What to work on
Drop all images and give the records again exactly.

[Begin]

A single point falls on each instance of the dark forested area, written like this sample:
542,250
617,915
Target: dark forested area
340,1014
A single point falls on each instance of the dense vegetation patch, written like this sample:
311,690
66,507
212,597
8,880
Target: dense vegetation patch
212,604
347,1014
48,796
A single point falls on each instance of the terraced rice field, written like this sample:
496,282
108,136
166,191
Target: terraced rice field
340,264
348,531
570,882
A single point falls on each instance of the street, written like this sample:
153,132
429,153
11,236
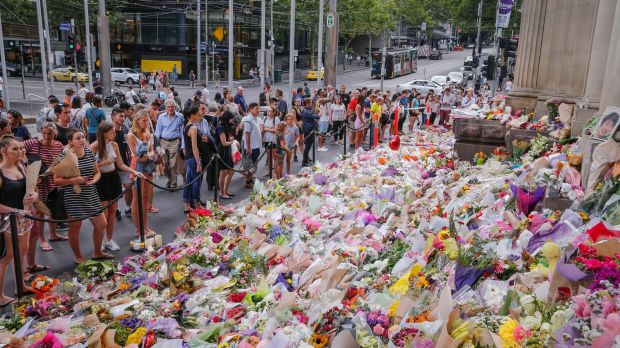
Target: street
170,205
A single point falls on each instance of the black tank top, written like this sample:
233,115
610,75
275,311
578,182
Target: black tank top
189,152
12,192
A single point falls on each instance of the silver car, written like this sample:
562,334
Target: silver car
457,79
421,86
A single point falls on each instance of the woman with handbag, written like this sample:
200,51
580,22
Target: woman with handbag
140,142
45,149
13,199
225,138
109,187
85,203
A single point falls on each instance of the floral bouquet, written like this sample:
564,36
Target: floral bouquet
480,158
552,107
41,285
501,153
95,271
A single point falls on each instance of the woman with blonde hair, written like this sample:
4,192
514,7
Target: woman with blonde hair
140,141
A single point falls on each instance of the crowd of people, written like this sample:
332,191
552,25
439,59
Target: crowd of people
175,140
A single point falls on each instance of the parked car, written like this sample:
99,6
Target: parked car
125,75
435,55
440,80
457,78
312,74
67,74
421,86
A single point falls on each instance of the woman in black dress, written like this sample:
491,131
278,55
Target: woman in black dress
86,203
225,137
13,199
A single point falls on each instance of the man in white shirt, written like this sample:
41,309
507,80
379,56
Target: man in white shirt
205,94
130,95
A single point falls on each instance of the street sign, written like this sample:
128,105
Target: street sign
330,20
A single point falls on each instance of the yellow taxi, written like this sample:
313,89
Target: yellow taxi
312,74
67,74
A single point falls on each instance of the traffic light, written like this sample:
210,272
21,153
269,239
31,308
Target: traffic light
511,48
490,68
70,42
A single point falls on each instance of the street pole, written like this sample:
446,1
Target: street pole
291,48
230,44
331,53
319,62
262,44
207,42
41,50
104,48
198,75
75,55
3,58
89,43
50,58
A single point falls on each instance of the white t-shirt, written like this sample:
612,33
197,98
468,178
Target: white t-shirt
129,97
206,97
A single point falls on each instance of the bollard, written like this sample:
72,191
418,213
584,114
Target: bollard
216,184
344,151
140,209
17,259
270,154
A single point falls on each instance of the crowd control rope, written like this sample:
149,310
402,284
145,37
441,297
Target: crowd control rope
186,184
110,203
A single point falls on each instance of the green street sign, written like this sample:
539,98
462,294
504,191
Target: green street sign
330,20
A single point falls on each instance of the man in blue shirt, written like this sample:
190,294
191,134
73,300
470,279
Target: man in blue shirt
168,130
240,101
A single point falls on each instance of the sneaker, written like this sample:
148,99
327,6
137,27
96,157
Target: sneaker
112,246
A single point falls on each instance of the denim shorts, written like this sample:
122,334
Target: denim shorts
323,127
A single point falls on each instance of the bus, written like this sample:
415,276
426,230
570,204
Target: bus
398,62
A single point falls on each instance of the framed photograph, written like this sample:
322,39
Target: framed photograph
607,124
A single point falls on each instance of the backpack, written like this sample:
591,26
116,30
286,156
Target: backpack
44,115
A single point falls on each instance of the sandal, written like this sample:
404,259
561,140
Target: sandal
37,268
45,246
103,257
58,238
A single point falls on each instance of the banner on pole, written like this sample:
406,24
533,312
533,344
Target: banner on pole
503,13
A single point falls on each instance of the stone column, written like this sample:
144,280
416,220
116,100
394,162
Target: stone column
611,87
601,41
530,42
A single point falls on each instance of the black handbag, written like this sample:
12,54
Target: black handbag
56,203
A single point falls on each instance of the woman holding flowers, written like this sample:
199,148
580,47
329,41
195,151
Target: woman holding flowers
85,203
13,199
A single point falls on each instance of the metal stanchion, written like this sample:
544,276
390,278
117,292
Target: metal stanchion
216,183
17,260
140,209
270,154
344,150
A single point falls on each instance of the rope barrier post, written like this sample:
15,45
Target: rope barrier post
344,150
270,154
314,148
216,185
17,260
140,209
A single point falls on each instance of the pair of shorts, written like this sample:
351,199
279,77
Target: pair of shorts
323,127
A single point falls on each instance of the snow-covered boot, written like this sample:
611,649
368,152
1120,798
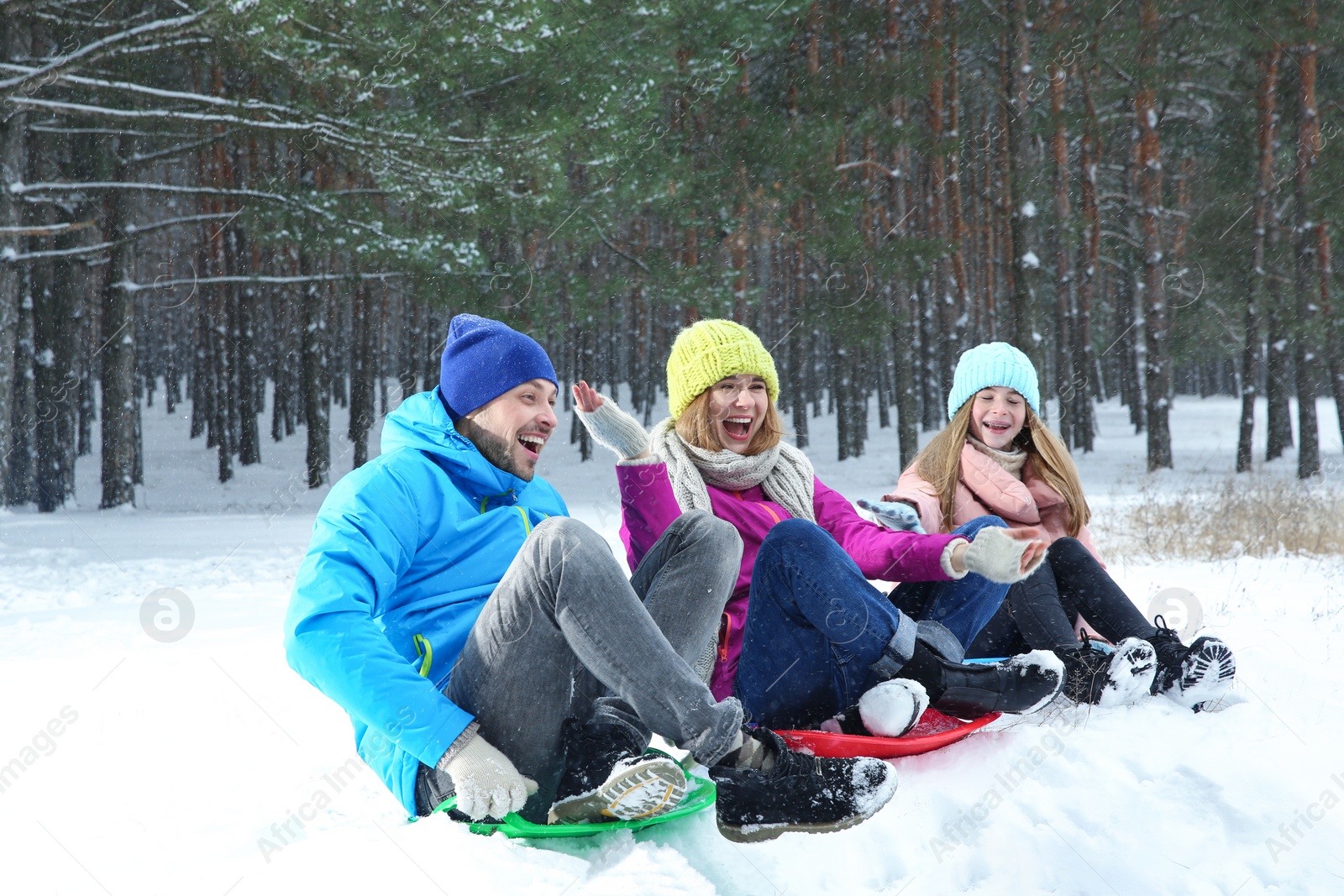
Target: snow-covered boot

[End]

Finished task
A single point falls on each instance of the dark forested area, written like this sample:
542,250
617,915
Target: dark forested area
340,1014
A single point falls on each instance of the dense vegetation patch, written like this sample:
311,690
66,507
212,597
8,880
Target: dense vegetation patch
212,604
347,1014
48,796
A single point falls on each instance of the terraced rice field, written like this sample:
496,282
108,136
166,191
Target: terraced rice field
340,264
348,531
570,882
A single point falls on each instance of the street, written like this sample:
153,132
429,153
11,236
Target: street
170,205
A single point falls on each instance of the black tank top, written like this sample:
233,115
610,75
275,311
578,182
Target: black tank top
189,152
12,192
A single point falls on each instance of the silver car, written like this sample:
562,334
Target: silver car
457,79
421,86
A single point falls on each instance of the woman with handbag, written like this sample:
200,51
580,22
Target: woman with handbag
140,142
45,149
13,199
225,138
109,187
85,203
A single point falls on each instance of the floral bouquet, written like this sample:
564,36
Target: floral bouquet
480,158
552,107
41,285
501,153
95,271
A single point falls on each instance of the woman with blonde hair, written like this sample:
4,192
514,7
Target: woman with blonde hair
140,141
A single point falls on each instance of the crowd of people, written like this sample:
332,191
552,25
439,59
Target: crowd of people
175,140
A single point falls on each instance of the parked car, written like this sample:
99,6
Target: parked car
125,75
435,55
440,80
457,78
312,74
67,74
421,86
A single point falls on each instance of the woman in black dress, written like this sample:
491,131
278,55
Target: woman in black dress
86,203
225,137
13,199
A single point falls on each instance of the man in white shirt, written like this sample:
41,309
507,80
379,56
Target: man in white shirt
205,94
130,95
A single point falls on each instance of the street sign, written like this sample:
128,105
Target: street sign
330,20
A single point falls on each instance of the yellow taxi, written like this sample:
313,89
Target: yellow taxi
312,74
67,74
A single point falls on each instance of the traffic light, written like this sample:
210,272
21,153
269,239
31,308
Target: traffic light
511,48
490,68
70,42
A single point falls on each instance of the street pole, written like this sample:
446,1
Target: street pole
291,48
230,44
331,53
319,62
262,44
207,42
41,50
104,48
198,75
75,55
3,58
89,43
50,58
A single point falls on each instance of the white t-shirt, written like this sample:
612,33
197,98
468,178
Target: white t-shirt
129,97
206,97
A single point falls on each instance of the bollard, written like this sample:
72,191
418,213
584,114
Target: bollard
216,184
344,151
140,209
17,259
270,154
A single point falls on each instance of the crowd control rope, written like this sample:
149,310
402,284
145,37
441,297
Target: crowd control rope
186,184
110,203
A single point falls on each instance of the green street sign, written like this sample:
539,98
462,294
504,191
Target: green street sign
330,20
A single point falls on each instance of the man in blue shirt, written like this sample:
190,294
191,134
73,300
470,279
Target: man in blue shirt
168,130
240,101
A single point falls on each instance of the sneaker, written like this sample:
148,99
327,6
137,27
96,157
Target: sneaker
112,246
A single point falls on each instance of the denim shorts, written like this sample:
122,334
Target: denim shorts
323,127
A single point falls on each instance of the bus, written like this sample:
415,276
426,230
570,204
Target: bus
398,62
A single point falls on each instance of the framed photograph, written like this sample:
322,39
Target: framed photograph
607,124
A single point falls on each instance of the backpack, written like this sample:
591,26
116,30
286,156
Target: backpack
44,115
A single point falls on each instance of the sandal, written like this sample:
404,259
561,140
Target: sandal
37,268
45,246
103,257
58,238
A single point falls on each instance of the banner on pole, written like this sample:
406,24
533,312
533,344
Target: banner on pole
503,13
A single point falls on each instance of the stone column, written like this sample:
144,280
416,220
116,100
394,162
Target: stone column
611,87
601,41
530,42
A single point falls on each instance of the black handbag, written like this sample:
12,54
Target: black handbag
56,203
A single point falls on each instance of the woman holding flowers, written like this sample:
199,148
580,47
329,41
195,151
Target: woman holding flowers
85,203
13,199
A single point falls on each instance of the metal stanchion, written like this sample:
544,276
390,278
117,292
Target: metal stanchion
216,183
17,260
140,209
270,154
344,150
A single point falls on each instance of the rope barrier post, written like this sample:
15,45
Target: rope barrier post
344,150
270,154
314,148
216,185
17,260
140,209
A single point falls on each instance of the pair of shorts, written like this sample:
351,199
279,77
Target: pair of shorts
323,127
A single point falls on each instance of the snow-covered boot, written like this sample:
611,649
368,152
1120,798
Target: snow-covered boot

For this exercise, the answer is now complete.